═════ RECORDS TO PROCESS ═════

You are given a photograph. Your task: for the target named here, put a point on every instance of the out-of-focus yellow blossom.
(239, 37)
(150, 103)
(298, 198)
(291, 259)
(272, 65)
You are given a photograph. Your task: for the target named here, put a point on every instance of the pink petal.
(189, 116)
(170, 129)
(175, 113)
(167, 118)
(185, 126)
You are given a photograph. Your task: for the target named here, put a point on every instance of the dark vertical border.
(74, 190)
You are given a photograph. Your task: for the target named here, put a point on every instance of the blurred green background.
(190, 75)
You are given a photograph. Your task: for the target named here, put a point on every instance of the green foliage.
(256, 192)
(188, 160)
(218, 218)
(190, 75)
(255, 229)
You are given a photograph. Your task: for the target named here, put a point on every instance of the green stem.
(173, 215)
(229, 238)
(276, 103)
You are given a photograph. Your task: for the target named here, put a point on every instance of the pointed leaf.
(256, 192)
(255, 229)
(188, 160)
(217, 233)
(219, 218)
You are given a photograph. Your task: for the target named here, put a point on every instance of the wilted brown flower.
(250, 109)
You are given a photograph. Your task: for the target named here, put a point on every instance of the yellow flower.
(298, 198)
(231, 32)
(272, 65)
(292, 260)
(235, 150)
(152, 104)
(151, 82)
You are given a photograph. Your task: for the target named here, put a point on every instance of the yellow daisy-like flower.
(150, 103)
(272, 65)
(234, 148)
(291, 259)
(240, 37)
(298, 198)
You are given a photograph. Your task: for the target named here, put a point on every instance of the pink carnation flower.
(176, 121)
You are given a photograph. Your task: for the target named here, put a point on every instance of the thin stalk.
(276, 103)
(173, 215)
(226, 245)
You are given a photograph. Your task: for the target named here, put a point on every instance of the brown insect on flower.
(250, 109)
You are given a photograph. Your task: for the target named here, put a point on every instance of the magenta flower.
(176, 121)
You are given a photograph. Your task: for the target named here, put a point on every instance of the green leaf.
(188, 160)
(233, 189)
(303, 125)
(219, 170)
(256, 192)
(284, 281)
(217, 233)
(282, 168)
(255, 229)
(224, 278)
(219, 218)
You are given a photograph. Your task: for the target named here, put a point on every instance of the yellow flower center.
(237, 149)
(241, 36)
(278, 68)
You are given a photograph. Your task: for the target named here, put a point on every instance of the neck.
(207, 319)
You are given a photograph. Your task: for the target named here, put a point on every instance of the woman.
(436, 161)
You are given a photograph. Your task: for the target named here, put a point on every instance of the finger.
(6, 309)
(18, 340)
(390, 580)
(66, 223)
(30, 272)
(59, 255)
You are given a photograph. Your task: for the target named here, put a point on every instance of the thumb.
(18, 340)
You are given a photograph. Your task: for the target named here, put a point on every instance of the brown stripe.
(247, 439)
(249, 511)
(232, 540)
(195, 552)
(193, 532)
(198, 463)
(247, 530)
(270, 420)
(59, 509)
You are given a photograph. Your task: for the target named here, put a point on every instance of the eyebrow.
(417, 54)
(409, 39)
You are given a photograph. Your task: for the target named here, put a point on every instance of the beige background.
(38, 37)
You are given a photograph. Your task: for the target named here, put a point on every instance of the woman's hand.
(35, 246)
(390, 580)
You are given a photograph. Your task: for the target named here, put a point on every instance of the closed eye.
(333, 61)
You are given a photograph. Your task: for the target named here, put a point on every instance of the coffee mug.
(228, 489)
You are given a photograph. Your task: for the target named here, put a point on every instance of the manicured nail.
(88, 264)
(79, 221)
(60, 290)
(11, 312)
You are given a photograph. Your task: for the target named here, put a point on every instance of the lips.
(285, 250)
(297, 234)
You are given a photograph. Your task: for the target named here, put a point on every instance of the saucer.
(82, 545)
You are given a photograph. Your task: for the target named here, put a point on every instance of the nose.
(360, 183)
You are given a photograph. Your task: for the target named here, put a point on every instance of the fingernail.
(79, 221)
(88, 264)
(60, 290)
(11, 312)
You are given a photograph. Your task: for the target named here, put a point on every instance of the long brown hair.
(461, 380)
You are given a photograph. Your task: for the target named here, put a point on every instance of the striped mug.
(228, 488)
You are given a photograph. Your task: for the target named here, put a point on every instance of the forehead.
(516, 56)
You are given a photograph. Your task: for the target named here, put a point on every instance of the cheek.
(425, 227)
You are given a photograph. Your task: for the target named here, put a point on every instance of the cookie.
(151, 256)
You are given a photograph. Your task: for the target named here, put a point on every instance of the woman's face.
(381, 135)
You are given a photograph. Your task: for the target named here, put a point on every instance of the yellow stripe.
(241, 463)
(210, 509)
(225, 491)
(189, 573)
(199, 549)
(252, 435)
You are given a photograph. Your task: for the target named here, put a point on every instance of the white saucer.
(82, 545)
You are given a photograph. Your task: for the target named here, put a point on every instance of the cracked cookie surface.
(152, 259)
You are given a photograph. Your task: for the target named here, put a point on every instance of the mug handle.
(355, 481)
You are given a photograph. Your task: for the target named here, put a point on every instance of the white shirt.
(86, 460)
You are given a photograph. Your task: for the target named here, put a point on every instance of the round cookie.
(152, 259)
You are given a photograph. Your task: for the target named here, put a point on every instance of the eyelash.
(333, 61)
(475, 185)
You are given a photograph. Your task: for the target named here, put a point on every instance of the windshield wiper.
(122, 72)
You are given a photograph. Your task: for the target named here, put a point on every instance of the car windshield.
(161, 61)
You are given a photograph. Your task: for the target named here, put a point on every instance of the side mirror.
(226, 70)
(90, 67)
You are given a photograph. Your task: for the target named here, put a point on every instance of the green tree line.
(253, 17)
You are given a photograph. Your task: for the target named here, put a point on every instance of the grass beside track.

═════

* [YOUR OBJECTIVE]: Output the full listing exactly as it stands.

* [COMPLETE RESPONSE]:
You are given a photograph. Your task: for the target named here, put a point on every instance of the out-of-focus yellow blossom.
(239, 37)
(150, 103)
(298, 198)
(291, 259)
(272, 65)
You are given a photograph. Your task: for the target named here, put a point on every instance of the pink petal.
(189, 116)
(170, 129)
(175, 113)
(167, 118)
(185, 126)
You are given a photograph. Your task: for the target named here, put a point on every instance of the dark vertical border.
(74, 190)
You are given a photograph. Your task: for the target named here, put a point on every instance of the blurred green background.
(190, 75)
You are given a photograph. Your task: for the target named here, put a point on every instance of the green foliage.
(256, 192)
(188, 160)
(218, 218)
(190, 75)
(255, 229)
You are given a photograph. Your task: for the target named here, put a point on every instance of the green stem.
(173, 215)
(229, 238)
(276, 103)
You are given a photograph. Your task: for the target named here, put a point on every instance of the pointed leaf.
(256, 192)
(255, 229)
(188, 160)
(217, 233)
(219, 218)
You are given a photograph. Your task: for the target named here, put a point on every instance of the wilted brown flower.
(250, 109)
You are given a photograph. Your task: for the target named here, put a point on every instance of the yellow flower.
(298, 198)
(231, 32)
(272, 65)
(292, 260)
(235, 150)
(152, 104)
(151, 82)
You are given a photograph. Your task: for the target named here, put a point on every instance of the yellow daisy-like flower.
(150, 103)
(272, 65)
(234, 148)
(291, 259)
(240, 37)
(298, 198)
You are given a photograph. Your task: for the target named here, put a point on every instance of the pink carnation flower.
(176, 121)
You are given a photograph. Your task: for the target named here, put a point on every instance of the thin stalk.
(276, 103)
(173, 215)
(226, 245)
You are given a photograph. Your task: for the target named here, put a point on every instance of the brown insect on flower.
(250, 109)
You are given a photograph. Your task: for the target named here, put a point on every instance of the magenta flower.
(176, 121)
You are given a photograph. Your task: for the target named here, put a point on every instance of the green leaf.
(188, 160)
(233, 189)
(303, 125)
(219, 170)
(256, 192)
(284, 281)
(217, 233)
(282, 168)
(255, 229)
(224, 278)
(219, 218)
You are given a photograph. Your task: for the target named here, put a point on every instance of the yellow flower center.
(237, 149)
(241, 36)
(278, 68)
You are given a photograph. Your task: for the target named here, put a point on every instance of the neck.
(207, 319)
You are given a photograph. Your task: for the target named here, put a point on every instance of the woman.
(436, 161)
You are given a photograph. Your task: for the target named here, put a point on every instance of the finger.
(6, 309)
(18, 340)
(390, 580)
(66, 223)
(30, 272)
(59, 255)
You are given a photograph. Your task: for the target named here, put a point on every instance of the thumb.
(18, 340)
You are given a photograph. Your task: for the target named here, put a point on every instance of the brown stripe.
(247, 439)
(249, 511)
(232, 540)
(195, 552)
(193, 532)
(198, 463)
(247, 530)
(270, 420)
(59, 509)
You are given a photograph. Your task: for the target named here, put a point on every instance of the eyebrow.
(417, 54)
(409, 39)
You are given a photograph. Your task: for the target named here, put a point on every instance of the beige background.
(38, 37)
You are given a photograph. Your task: for the target named here, put a point on every instance of the woman's hand.
(35, 246)
(390, 580)
You are given a photograph. Your task: for the target named here, put a point on every instance of the closed eye.
(333, 61)
You are given a photograph. Your task: for the target named here, put a point on every instance of the coffee mug.
(228, 489)
You are given a photograph. Your task: for the target named here, put a point on every instance of the manicured nail.
(88, 264)
(79, 221)
(60, 290)
(11, 312)
You are given a photograph. Your task: for the target named here, put a point on every instance of the lips.
(285, 250)
(297, 234)
You are given a photograph. Your task: for the target named here, put a point on every instance of the saucer.
(82, 545)
You are given a photograph. Your task: for the target named here, put a point on every instance of the nose.
(360, 183)
You are given a photograph. Your task: for the target named here, put a point on every instance of the fingernail.
(79, 221)
(88, 264)
(60, 290)
(11, 312)
You are given a photograph. Your task: for the target named here, put a point on every instance of the long brown hair.
(461, 380)
You are given a photograph. Your task: for the target named here, put a point on every instance of the striped mug.
(228, 488)
You are given a photograph. Your task: for the target named here, put a point on every instance of the forehead.
(516, 56)
You are given a photograph. Your task: for the target named here, put a point on every instance of the cheek.
(425, 227)
You are given a photograph. Your task: for the target named here, put a point on every instance of the cookie.
(151, 256)
You are given a photograph. Your task: for the target named here, put a point on every instance of the woman's face.
(381, 135)
You are given a photograph. Your task: for the target named here, put a point on every instance of the yellow stripe.
(241, 463)
(210, 509)
(225, 491)
(189, 573)
(199, 549)
(252, 435)
You are given a photograph. Your task: for the target named here, put a point on every instance of the white saucer.
(82, 545)
You are given a photograph. Your task: for the target named here, put a point on every instance of the cracked cookie surface.
(152, 259)
You are given a photograph. Your task: for the target named here, put a point on every instance of the mug handle.
(355, 481)
You are given a photograph. Your task: for the target named here, put a point on every instance of the white shirt.
(86, 460)
You are given a photograph. Your task: for the target named here, put a point on every instance of the round cookie.
(152, 259)
You are given a photograph. Your task: for the target named here, put a point on every instance of the eyelash.
(333, 61)
(475, 185)
You are given a photograph. Your task: for the target named here, put a point on every instance of the windshield wiper.
(122, 72)
You are given a photograph. Your task: for the target named here, put a point on every instance of the car windshield.
(161, 61)
You are given a photograph. Your task: for the target named here, put a point on every instance of the side mirror.
(226, 70)
(90, 67)
You are given a photograph. Your task: for the target named here, put a point on every instance of the green tree line.
(253, 17)
You are given a photograph. Your task: for the target named here, put a point on every instance of the grass beside track.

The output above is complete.